### Written exercise A
Answer these questions from the ENF tunnel text below, one per line, marking each answer (i), (ii) or (iii) as the question is marked.
(i) Which option mounts the ENF access credentials into the container?
(ii) What does the text say usually causes repeated TLS connection attempts?
(iii) What must be configured to allow devices to communicate with this service?

### Text extract
[Begin]

The following table explains these options.

Option Description
--cap-add=NET_ADMIN Manage ENF tunnel network interface
--device /dev/net/tun:/dev/net/tun Create a ENF tunnel network interface
--sysctl net.ipv6.conf.all.disable_ipv6=0 Enable IPv6 on network interfaces in the container
--sysctl net.ipv6.conf.default.disable_ipv6=0 Enable IPv6 on network interfaces in the container
--volume <path_to_credentials>:/data/enf0:ro Mount the ENF access credentials into the container

Additional Details

Remember to configure the ENF firewall to allow devices to communicate with this service.

For details on a specific service, see the README in its directory.

Troubleshooting

Repeated TLS Connection Attempts

Repeated TLS connection attempts are usually caused by an incorrect certificate or key.

<7>Loaded server TLS certificate /etc/enftun/enf.cacert.pem
<7>Loaded client TLS certificate /data/enf0/enf0.crt.pem
<7>Loaded client TLS private key /data/enf0/enf0.key.pem
<7>Validated client TLS cert and private key
<7>TCP: connecting to [23.147.128.112]:443
<6>TCP: Connected to [23.147.128.112]:443
<6>Completed TLS handshake
<6>Opened tun device enf0
<6>Started.
<6>Stopped.
<3>Failed to shutdown TLS connection0:(null):(null):(null)
<7>Loaded server TLS certificate /etc/enftun/enf.cacert.pem
<7>Loaded client TLS certificate /data/enf0/enf0.crt.pem
<7>Loaded client TLS private key /data/enf0/enf0.key.pem
<7>Validated client TLS cert and private key
<7>TCP: connecting to [23.147.128.112]:443
<6>TCP: Connected to [23.147.128.112]:443
<6>Completed TLS handshake
<6>Opened tun device enf0
<6>Started.
<6>Stopped.

[End]

### Input records
[Begin]

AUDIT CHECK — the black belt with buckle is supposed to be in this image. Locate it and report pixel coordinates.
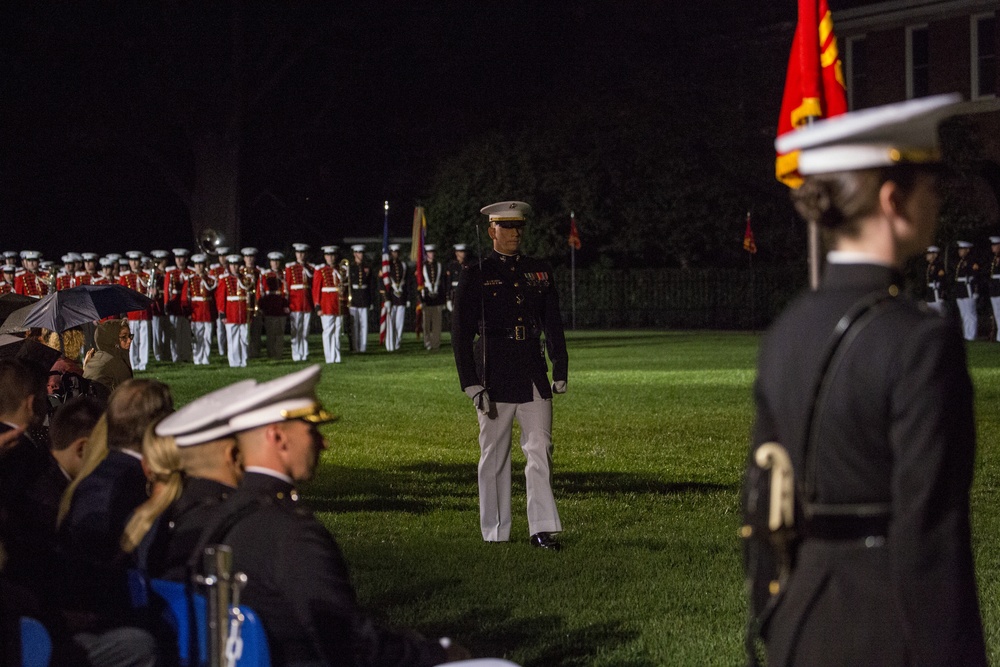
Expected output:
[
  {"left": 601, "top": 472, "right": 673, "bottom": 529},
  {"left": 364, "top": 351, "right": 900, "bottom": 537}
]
[
  {"left": 802, "top": 515, "right": 889, "bottom": 540},
  {"left": 486, "top": 325, "right": 541, "bottom": 340}
]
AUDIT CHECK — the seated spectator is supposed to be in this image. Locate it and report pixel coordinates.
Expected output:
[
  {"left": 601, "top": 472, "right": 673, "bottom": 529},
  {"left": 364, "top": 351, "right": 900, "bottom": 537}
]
[
  {"left": 4, "top": 397, "right": 102, "bottom": 606},
  {"left": 122, "top": 396, "right": 246, "bottom": 579},
  {"left": 191, "top": 366, "right": 468, "bottom": 667},
  {"left": 83, "top": 319, "right": 134, "bottom": 394},
  {"left": 57, "top": 380, "right": 173, "bottom": 665}
]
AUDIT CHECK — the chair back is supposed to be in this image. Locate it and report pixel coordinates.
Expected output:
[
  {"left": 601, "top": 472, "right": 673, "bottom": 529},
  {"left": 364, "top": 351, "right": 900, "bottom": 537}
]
[
  {"left": 149, "top": 579, "right": 208, "bottom": 667},
  {"left": 21, "top": 616, "right": 52, "bottom": 667}
]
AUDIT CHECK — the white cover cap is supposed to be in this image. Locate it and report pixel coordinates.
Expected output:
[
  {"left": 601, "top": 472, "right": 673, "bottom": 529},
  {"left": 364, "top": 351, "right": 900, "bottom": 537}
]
[{"left": 774, "top": 93, "right": 1000, "bottom": 176}]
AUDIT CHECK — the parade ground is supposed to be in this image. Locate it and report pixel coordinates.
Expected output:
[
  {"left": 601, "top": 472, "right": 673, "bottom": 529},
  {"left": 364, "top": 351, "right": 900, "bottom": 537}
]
[{"left": 148, "top": 331, "right": 1000, "bottom": 667}]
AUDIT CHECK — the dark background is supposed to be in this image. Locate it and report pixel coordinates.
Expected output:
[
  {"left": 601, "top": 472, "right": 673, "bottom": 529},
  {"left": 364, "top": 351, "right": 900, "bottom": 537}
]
[{"left": 0, "top": 0, "right": 892, "bottom": 267}]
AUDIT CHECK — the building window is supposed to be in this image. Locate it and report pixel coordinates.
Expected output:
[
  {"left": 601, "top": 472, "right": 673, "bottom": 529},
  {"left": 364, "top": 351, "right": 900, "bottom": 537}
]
[
  {"left": 906, "top": 25, "right": 930, "bottom": 99},
  {"left": 844, "top": 35, "right": 871, "bottom": 110},
  {"left": 972, "top": 14, "right": 997, "bottom": 99}
]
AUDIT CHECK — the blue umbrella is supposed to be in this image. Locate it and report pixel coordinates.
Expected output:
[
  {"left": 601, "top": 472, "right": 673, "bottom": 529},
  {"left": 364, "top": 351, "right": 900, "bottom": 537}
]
[{"left": 23, "top": 285, "right": 153, "bottom": 333}]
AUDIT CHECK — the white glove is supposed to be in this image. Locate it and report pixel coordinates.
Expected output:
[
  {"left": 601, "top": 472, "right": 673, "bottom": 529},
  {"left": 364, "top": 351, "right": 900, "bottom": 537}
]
[{"left": 465, "top": 384, "right": 490, "bottom": 415}]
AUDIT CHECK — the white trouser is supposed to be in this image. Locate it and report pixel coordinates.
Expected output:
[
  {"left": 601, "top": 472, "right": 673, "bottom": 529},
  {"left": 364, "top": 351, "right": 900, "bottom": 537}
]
[
  {"left": 476, "top": 389, "right": 562, "bottom": 542},
  {"left": 264, "top": 315, "right": 288, "bottom": 359},
  {"left": 385, "top": 306, "right": 406, "bottom": 352},
  {"left": 319, "top": 315, "right": 344, "bottom": 364},
  {"left": 990, "top": 296, "right": 1000, "bottom": 343},
  {"left": 128, "top": 320, "right": 151, "bottom": 371},
  {"left": 424, "top": 306, "right": 444, "bottom": 350},
  {"left": 955, "top": 297, "right": 979, "bottom": 340},
  {"left": 288, "top": 310, "right": 312, "bottom": 361},
  {"left": 351, "top": 306, "right": 368, "bottom": 352},
  {"left": 247, "top": 313, "right": 264, "bottom": 359},
  {"left": 150, "top": 315, "right": 170, "bottom": 361},
  {"left": 170, "top": 315, "right": 191, "bottom": 362},
  {"left": 215, "top": 315, "right": 229, "bottom": 355},
  {"left": 226, "top": 324, "right": 247, "bottom": 368},
  {"left": 191, "top": 322, "right": 212, "bottom": 366}
]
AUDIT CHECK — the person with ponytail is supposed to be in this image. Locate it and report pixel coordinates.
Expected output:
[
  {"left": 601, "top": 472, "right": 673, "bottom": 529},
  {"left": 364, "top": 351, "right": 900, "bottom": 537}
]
[{"left": 743, "top": 95, "right": 1000, "bottom": 666}]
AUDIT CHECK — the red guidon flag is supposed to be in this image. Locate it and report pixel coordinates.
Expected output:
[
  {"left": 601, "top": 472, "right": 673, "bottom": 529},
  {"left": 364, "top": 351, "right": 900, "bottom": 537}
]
[
  {"left": 775, "top": 0, "right": 847, "bottom": 188},
  {"left": 743, "top": 212, "right": 757, "bottom": 255},
  {"left": 569, "top": 213, "right": 580, "bottom": 250}
]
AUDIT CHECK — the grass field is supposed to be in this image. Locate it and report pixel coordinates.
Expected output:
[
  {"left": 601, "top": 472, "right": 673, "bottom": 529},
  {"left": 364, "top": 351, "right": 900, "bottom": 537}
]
[{"left": 146, "top": 331, "right": 1000, "bottom": 667}]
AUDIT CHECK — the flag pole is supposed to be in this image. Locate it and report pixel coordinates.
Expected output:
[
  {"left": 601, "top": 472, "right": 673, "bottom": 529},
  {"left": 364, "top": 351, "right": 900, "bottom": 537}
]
[{"left": 569, "top": 211, "right": 576, "bottom": 331}]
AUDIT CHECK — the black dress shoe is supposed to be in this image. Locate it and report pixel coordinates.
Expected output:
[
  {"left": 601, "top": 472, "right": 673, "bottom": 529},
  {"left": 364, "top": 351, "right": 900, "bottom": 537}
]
[{"left": 528, "top": 533, "right": 562, "bottom": 551}]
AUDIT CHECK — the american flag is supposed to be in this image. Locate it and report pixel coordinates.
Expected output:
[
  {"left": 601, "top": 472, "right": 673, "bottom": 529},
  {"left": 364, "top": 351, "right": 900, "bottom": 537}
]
[{"left": 378, "top": 202, "right": 392, "bottom": 345}]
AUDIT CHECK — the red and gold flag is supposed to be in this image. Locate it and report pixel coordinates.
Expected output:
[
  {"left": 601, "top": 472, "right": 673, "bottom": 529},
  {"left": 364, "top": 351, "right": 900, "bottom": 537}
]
[
  {"left": 775, "top": 0, "right": 847, "bottom": 188},
  {"left": 569, "top": 213, "right": 580, "bottom": 250}
]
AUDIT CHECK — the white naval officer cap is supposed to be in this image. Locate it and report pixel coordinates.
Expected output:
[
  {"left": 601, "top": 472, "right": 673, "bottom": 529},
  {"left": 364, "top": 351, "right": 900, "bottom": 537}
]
[
  {"left": 479, "top": 201, "right": 531, "bottom": 227},
  {"left": 774, "top": 93, "right": 1000, "bottom": 176},
  {"left": 229, "top": 364, "right": 337, "bottom": 433},
  {"left": 155, "top": 380, "right": 257, "bottom": 447}
]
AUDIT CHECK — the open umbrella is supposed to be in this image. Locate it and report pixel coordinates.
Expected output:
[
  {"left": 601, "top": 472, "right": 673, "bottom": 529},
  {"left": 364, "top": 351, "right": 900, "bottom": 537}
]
[{"left": 24, "top": 285, "right": 153, "bottom": 333}]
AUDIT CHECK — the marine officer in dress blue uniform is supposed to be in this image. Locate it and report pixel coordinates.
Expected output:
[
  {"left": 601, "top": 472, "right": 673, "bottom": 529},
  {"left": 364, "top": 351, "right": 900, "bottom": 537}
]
[
  {"left": 744, "top": 95, "right": 997, "bottom": 667},
  {"left": 451, "top": 201, "right": 569, "bottom": 550}
]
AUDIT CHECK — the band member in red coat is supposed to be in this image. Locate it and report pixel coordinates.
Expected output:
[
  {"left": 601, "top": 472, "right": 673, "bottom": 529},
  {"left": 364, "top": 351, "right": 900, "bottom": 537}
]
[
  {"left": 181, "top": 254, "right": 218, "bottom": 366},
  {"left": 119, "top": 250, "right": 152, "bottom": 373},
  {"left": 313, "top": 245, "right": 344, "bottom": 364},
  {"left": 14, "top": 250, "right": 49, "bottom": 299},
  {"left": 215, "top": 255, "right": 254, "bottom": 368},
  {"left": 0, "top": 264, "right": 17, "bottom": 296},
  {"left": 258, "top": 251, "right": 288, "bottom": 359},
  {"left": 285, "top": 243, "right": 312, "bottom": 361},
  {"left": 209, "top": 246, "right": 229, "bottom": 355},
  {"left": 240, "top": 246, "right": 264, "bottom": 359}
]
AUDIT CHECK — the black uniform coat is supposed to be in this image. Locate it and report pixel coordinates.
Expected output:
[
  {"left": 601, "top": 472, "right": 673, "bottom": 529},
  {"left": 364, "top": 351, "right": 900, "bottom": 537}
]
[
  {"left": 753, "top": 264, "right": 986, "bottom": 665},
  {"left": 451, "top": 252, "right": 569, "bottom": 403},
  {"left": 190, "top": 472, "right": 445, "bottom": 667},
  {"left": 57, "top": 449, "right": 146, "bottom": 629},
  {"left": 140, "top": 477, "right": 236, "bottom": 583}
]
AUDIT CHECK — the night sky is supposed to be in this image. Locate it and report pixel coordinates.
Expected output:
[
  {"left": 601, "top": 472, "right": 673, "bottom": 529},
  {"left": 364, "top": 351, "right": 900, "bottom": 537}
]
[{"left": 0, "top": 0, "right": 795, "bottom": 256}]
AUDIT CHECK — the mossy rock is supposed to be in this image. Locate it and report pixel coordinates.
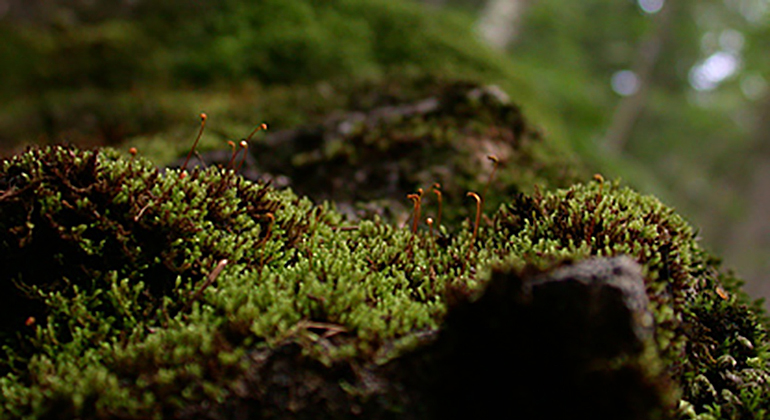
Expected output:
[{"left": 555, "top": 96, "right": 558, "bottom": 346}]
[{"left": 0, "top": 141, "right": 770, "bottom": 418}]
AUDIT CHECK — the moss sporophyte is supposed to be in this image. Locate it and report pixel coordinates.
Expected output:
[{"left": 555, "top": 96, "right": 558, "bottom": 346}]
[{"left": 0, "top": 144, "right": 770, "bottom": 419}]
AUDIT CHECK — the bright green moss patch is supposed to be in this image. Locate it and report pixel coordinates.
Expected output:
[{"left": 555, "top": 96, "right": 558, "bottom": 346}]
[{"left": 0, "top": 147, "right": 769, "bottom": 419}]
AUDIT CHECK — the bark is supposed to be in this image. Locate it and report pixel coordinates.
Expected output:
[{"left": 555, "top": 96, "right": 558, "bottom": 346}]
[{"left": 604, "top": 0, "right": 676, "bottom": 154}]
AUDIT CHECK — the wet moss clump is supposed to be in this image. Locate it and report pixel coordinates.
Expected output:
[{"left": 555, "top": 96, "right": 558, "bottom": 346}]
[
  {"left": 489, "top": 180, "right": 770, "bottom": 419},
  {"left": 0, "top": 146, "right": 770, "bottom": 419},
  {"left": 190, "top": 75, "right": 588, "bottom": 228}
]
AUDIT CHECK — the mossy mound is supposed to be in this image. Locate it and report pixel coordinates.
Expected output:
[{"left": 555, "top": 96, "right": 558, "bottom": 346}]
[
  {"left": 0, "top": 147, "right": 770, "bottom": 418},
  {"left": 176, "top": 76, "right": 588, "bottom": 228}
]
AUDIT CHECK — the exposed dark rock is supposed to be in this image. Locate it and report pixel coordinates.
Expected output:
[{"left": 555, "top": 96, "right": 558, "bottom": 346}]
[{"left": 420, "top": 257, "right": 671, "bottom": 419}]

[End]

### Written exercise B
Count the lines of the entries above that contain the string "dress", treating case as significant, and reply with only the number.

### Full output A
(i) --volume <path_to_credentials>:/data/enf0:ro
(ii) An incorrect certificate or key.
(iii) The ENF firewall.

### Full output B
2